··· Data to process ···
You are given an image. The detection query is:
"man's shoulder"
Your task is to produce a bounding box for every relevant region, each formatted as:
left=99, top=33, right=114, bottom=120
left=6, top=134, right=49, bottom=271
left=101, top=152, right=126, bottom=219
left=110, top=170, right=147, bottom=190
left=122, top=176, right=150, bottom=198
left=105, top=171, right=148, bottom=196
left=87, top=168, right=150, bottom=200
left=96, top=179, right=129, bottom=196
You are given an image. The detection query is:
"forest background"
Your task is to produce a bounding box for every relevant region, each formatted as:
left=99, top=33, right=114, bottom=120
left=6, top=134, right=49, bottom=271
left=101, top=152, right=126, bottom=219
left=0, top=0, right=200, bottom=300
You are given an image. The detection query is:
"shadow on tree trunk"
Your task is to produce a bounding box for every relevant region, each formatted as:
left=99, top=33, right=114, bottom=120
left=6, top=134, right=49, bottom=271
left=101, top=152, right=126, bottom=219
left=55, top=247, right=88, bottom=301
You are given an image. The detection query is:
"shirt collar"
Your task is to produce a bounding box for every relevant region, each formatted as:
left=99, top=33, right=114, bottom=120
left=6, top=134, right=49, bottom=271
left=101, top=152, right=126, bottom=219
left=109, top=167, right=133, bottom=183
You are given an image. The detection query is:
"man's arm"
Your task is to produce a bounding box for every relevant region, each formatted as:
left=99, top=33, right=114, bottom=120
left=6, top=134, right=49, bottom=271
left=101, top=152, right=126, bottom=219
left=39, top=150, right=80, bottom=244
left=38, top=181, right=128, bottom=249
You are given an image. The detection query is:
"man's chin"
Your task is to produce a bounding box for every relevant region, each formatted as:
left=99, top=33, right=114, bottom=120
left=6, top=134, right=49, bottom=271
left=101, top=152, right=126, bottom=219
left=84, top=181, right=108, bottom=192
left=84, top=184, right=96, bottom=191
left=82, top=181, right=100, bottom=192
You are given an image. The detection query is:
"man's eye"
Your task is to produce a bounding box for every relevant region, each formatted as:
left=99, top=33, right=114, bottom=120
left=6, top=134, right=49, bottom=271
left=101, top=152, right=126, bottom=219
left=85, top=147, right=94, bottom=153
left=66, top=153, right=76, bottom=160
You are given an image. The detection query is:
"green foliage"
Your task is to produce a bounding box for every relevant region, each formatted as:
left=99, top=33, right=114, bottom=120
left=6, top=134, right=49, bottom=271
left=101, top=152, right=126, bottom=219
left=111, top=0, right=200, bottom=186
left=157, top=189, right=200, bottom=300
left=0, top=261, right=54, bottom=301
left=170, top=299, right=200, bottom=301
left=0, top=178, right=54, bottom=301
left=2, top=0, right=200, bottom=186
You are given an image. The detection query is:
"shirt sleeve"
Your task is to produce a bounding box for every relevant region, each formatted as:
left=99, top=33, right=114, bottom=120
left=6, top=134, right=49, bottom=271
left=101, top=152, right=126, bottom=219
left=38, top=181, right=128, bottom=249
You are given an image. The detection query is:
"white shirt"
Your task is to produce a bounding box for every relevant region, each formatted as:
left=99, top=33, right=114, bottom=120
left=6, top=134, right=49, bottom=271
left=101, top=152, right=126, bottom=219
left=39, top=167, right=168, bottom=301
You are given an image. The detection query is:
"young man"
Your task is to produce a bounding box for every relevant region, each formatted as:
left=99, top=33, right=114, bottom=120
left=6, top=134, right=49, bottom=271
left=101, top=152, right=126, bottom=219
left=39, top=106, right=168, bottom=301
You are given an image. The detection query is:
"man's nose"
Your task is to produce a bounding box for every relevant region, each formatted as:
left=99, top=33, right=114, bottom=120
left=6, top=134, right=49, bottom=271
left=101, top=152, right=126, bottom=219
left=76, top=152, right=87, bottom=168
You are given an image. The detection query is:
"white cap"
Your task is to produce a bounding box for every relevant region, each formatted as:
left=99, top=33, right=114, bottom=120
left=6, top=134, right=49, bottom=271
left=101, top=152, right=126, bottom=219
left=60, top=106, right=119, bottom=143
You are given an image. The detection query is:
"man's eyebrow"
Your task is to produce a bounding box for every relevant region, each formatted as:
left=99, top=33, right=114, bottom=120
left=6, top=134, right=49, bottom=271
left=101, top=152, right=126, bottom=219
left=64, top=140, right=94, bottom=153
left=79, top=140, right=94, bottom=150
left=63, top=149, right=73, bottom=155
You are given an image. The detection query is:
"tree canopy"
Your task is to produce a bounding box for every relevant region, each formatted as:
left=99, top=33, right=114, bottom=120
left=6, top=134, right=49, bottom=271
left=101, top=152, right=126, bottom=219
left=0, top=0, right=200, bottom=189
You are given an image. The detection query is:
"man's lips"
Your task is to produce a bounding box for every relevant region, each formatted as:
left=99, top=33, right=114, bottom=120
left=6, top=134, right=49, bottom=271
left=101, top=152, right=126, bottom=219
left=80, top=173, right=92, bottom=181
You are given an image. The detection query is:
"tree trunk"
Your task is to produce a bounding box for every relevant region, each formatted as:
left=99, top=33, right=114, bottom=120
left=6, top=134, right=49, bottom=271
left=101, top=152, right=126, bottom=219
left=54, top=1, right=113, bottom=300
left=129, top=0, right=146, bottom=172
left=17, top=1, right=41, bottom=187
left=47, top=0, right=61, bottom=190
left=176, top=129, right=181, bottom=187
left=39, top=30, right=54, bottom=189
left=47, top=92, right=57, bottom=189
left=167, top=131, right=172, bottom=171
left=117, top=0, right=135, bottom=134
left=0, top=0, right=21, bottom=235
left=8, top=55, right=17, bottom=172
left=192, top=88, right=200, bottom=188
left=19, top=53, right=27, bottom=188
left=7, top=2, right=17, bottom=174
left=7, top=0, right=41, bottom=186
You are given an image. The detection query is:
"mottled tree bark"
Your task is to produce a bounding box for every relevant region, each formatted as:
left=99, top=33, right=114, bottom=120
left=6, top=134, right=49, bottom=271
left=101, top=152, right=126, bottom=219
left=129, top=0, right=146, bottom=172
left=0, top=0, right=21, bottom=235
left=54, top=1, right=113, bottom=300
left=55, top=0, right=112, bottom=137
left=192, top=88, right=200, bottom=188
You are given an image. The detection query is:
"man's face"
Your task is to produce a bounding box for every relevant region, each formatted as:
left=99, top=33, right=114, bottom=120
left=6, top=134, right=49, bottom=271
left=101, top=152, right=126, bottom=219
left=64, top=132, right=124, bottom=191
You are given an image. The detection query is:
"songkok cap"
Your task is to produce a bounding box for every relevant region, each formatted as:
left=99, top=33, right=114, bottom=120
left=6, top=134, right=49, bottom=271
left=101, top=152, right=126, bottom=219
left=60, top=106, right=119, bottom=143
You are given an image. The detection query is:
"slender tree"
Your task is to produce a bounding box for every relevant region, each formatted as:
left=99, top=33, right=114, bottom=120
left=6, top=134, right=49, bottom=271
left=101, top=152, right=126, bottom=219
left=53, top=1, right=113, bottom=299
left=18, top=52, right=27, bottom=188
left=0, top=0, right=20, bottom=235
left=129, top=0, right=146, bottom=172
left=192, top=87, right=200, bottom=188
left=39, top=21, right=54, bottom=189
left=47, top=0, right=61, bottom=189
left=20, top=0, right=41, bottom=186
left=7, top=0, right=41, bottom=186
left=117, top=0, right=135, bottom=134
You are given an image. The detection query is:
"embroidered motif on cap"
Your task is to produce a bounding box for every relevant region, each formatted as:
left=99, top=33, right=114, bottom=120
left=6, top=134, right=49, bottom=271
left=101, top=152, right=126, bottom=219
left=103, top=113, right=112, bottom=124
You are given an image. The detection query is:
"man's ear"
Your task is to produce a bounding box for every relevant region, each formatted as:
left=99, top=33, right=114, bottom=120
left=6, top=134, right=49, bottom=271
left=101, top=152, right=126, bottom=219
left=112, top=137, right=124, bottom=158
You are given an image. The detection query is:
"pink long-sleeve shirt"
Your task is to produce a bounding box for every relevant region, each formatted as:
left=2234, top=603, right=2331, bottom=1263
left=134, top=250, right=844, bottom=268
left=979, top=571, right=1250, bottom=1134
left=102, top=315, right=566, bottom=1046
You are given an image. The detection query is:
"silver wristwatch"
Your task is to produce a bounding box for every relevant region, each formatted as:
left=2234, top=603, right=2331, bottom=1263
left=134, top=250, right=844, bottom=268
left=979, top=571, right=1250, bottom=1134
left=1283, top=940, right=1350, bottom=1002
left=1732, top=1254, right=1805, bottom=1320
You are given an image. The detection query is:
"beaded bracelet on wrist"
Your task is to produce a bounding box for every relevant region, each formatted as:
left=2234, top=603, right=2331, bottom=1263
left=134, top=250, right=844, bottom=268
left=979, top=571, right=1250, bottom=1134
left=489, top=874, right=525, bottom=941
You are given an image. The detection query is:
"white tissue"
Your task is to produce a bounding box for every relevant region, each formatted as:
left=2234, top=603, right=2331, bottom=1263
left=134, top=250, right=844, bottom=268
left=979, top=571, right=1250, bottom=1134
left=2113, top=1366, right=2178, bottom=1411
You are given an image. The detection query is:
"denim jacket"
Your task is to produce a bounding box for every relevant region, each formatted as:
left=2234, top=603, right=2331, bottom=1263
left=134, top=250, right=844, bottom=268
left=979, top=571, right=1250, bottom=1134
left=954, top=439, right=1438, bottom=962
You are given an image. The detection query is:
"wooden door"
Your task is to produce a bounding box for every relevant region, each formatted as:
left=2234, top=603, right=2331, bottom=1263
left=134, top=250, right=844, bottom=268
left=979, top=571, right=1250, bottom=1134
···
Description of the task:
Copy each line of the listing in which the word "shirt" can be found.

Written reply:
"shirt collar"
"shirt sleeve"
"white shirt"
"pink long-sleeve shirt"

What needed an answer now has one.